Complete the following:
1. How would you put this sentence from the article on the 1937 flood into Spanish: "Across four states, the mid-winter calamity claimed 385 lives and racked up nearly $9 billion in damage in today’s dollars."?
2. Can you extend the article on the 1937 flood in Crittenden County, picking up right after its last sentence?

Text passage:
Thursday, February 9, 2017

1937 flood swamped Crittenden river communities

The Great Flood 1937 inundated communities along the Ohio River that forms Crittenden County’s northern border and its tributaries like the Cumberland River on the southwest border and Tradewater River that forms the northeastern border. The map above shows what flooding (light blue) might have looked like in Crittenden County based on elevation and the reported Ohio River stage at Shawneetown, Ill. The communities of Dycusburg, Tolu, Fords Ferry and Weston were swamped with floodwaters and parts of Shady Grove were under water. The normal channels of the Ohio and Cumberland rivers and an other bodies are shown in dark blue above. Roads are depicted in yellow, and green shows the Shawnee National Forest.

By DARYL K. TABOR
THE CRITTENDEN PRESS (PUBLISHED FEB. 2, 2017)

It remains one of the worst natural disasters in American history and is rivaled locally only by the 2009 ice storm that crippled Crittenden County.

The Great Flood of 1937 swamped cities and towns the entire length of the Ohio River, displacing hundreds of thousands of residents from Pittsburgh, Pa., down to Cairo, Ill., including those along Kentucky’s northern border and every river community in Crittenden County. Across four states, the mid-winter calamity claimed 385 lives and racked up nearly $9 billion in damage in today’s dollars.

Because of its rural nature and relatively early warning before the floodwaters rose to epic porportions, Crittenden County was spared the human toll and devestating personal property losses endured in places like Cincinnati, Louisville, Evansville and Paducah. Still, it was a disaster brought on by flooding that won’t likely again be seen locally by anyone living today

“It was a lot of water,” said Robert Lee White, who at 99 is one of the oldest residents of the county to recall a January deluge and the ensuing floodwaters. “If you lived in the right place, it was bad.”

Dycusburg was one of many communities in Crittenden County
where residents were forced to flee to higher ground during the
Great Flood of 1937 along the Ohio River and its tributaries like
the Cumberland River. (Click to enlarge)

Supplied information:

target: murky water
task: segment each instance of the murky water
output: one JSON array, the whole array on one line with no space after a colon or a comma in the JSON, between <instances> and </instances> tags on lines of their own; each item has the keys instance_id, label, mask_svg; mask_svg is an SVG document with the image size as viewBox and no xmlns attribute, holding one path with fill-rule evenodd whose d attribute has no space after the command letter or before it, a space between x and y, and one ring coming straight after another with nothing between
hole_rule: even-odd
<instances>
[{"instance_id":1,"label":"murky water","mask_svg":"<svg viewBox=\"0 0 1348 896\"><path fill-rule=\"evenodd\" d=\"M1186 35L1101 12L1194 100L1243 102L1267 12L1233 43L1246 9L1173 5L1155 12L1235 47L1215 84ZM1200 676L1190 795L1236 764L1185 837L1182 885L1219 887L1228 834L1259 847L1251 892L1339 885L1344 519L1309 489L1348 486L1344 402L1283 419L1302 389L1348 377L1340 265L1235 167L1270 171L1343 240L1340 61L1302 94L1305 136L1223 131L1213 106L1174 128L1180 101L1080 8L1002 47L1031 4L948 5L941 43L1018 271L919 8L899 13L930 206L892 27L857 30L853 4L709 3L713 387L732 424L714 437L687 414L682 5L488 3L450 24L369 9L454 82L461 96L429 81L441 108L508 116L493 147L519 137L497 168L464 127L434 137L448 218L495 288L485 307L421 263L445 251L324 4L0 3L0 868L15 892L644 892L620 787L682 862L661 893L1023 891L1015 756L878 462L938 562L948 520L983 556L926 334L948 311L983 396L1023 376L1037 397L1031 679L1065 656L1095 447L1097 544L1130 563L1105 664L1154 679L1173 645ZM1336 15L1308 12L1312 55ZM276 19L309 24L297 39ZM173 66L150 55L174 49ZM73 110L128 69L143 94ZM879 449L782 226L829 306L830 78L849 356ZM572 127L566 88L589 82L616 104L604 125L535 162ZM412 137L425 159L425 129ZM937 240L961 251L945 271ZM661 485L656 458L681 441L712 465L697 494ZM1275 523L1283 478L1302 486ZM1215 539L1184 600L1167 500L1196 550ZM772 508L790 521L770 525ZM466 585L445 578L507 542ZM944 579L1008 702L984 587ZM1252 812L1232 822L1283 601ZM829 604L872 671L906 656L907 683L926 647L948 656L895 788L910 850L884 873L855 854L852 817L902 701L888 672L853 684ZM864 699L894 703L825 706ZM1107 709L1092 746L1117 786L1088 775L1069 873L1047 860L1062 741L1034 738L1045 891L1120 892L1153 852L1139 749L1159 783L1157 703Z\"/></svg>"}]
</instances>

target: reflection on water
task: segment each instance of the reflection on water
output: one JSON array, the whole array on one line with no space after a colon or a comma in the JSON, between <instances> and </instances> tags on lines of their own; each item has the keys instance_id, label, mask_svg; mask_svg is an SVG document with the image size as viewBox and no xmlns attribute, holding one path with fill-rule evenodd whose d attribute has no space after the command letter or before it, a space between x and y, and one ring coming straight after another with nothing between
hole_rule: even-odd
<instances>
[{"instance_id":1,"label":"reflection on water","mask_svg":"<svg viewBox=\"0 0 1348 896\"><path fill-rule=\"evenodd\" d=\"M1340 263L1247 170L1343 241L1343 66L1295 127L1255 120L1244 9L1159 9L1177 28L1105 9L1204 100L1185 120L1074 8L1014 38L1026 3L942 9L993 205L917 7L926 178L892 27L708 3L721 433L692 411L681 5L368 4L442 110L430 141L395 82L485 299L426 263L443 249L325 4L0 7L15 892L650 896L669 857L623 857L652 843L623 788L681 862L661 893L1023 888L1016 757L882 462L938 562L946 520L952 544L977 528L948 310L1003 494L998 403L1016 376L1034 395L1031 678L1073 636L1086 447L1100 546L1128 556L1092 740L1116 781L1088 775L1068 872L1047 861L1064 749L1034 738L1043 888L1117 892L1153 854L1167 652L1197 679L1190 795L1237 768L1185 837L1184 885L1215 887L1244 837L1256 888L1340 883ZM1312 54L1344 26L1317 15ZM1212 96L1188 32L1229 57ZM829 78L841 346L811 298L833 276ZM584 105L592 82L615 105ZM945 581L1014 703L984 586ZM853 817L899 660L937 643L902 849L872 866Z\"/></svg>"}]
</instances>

Per-task answers:
1. En cuatro estados, la calamidad de pleno invierno se cobró 385 vidas y causó daños por casi 9.000 millones de dólares al valor actual.

2.
Eighty years ago today (Feb. 2, 2017), the inundation was at its peak along the lower Ohio River. At Paducah, the river was at a record 60.6 feet, 21 feet above flood stage. Three days earlier just upstream from the bank in Crittenden County, the river crested at 65.64 feet at Shawneetown, Ill., which is 32 feet above flood stage and almost 10 feet above the next highest crest on May 6, 2011. The rising water reached 68.1 feet in Crittenden County at Lock and Dam 50, where the lockhouse and surrounding homes were submerged.

The 500-year flooding was brought on by a torrent of rainfall over a period of days. Already waterlogged from more than 27 inches of rain in the last four months of 1936, the ground could not handle the 17.6 inches that fell across 22 days in January 1937. The flooding far eclipsed previous records along the Ohio and most of its tributaries and changed how the nation approached natural disasters. In fact, the resulting flood control efforts aimed at preventing those high water marks from being reached again included Kentucky Dam.

The waters rose so high that Coast Guard cutters dispatched to help areas in need were forced to sail through fields and streets when the boats no longer had enough clearance overhead to navigate under bridges.

In Crittenden County, Tolu, Fords Ferry and Weston were put underwater along the Ohio River and Dycusburg residents were forced from their homes along the Cumberland River. The Tradewater River, a minor tributary of the Ohio that forms the county’s northeast boundary, flooded Blackford in Webster County just across the channel and backwaters encircled Shady Grove.

Farmers with cattle and silage were among the last to flee their property, using every hour possible to save livestock and grains from the previous year’s harvest. Still, not all could be saved and agricultural losses accounted for much of the damage in Crittenden County.

Roads and highways like U.S. 60 were swamped, communications compromised and despite the warning time afforded residents due to their locale downstream from major cities already dominating headlines, many refugees were still forced to leave behind all but a few belongings that would fit in a skiff headed for higher ground. Most local refugees were able to stay with friends or family above the rising water. But many out-of-county workers were cut off from returning to their families for many days.

White, who lived with his parents a few miles inland from Tolu and at a higher elevation on Irma White Road, was one of the lucky ones.

“Our house was in the hills, and it didn't bother anything,” he said. “The water was out there, though.”

White and a buddy cobbled together a raft with spare wood from around the farm and explored the flooded lands of northern Crittenden County. Most of the roads, White said, were under water.

“It was a lot of fun,” he recalls. “You could go almost anywhere you wanted.”

White, though, takes no pleasure in accounts of losses from the 1937 flood that saw the Ohio River rise at Tolu by almost an inch per hour at its worst. As a farmer in the area for decades, he understands the give and take of the nation’s second largest river by volume.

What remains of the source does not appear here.